Position annotation rows
⟨

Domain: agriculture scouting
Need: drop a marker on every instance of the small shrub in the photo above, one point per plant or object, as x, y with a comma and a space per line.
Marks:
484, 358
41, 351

⟩

* WHAT IS BEING ASKED *
Write out every line of the rows above again, requests included. Multiply each point coordinate by 2.05 and round it to the nearest whole number, rounding halves up.

* THE ANSWER *
Domain: agriculture scouting
Need: drop a marker on every instance of the small shrub in the photo above, one point per plant or object, as x, y with a comma and a space per line.
Marks:
992, 734
84, 720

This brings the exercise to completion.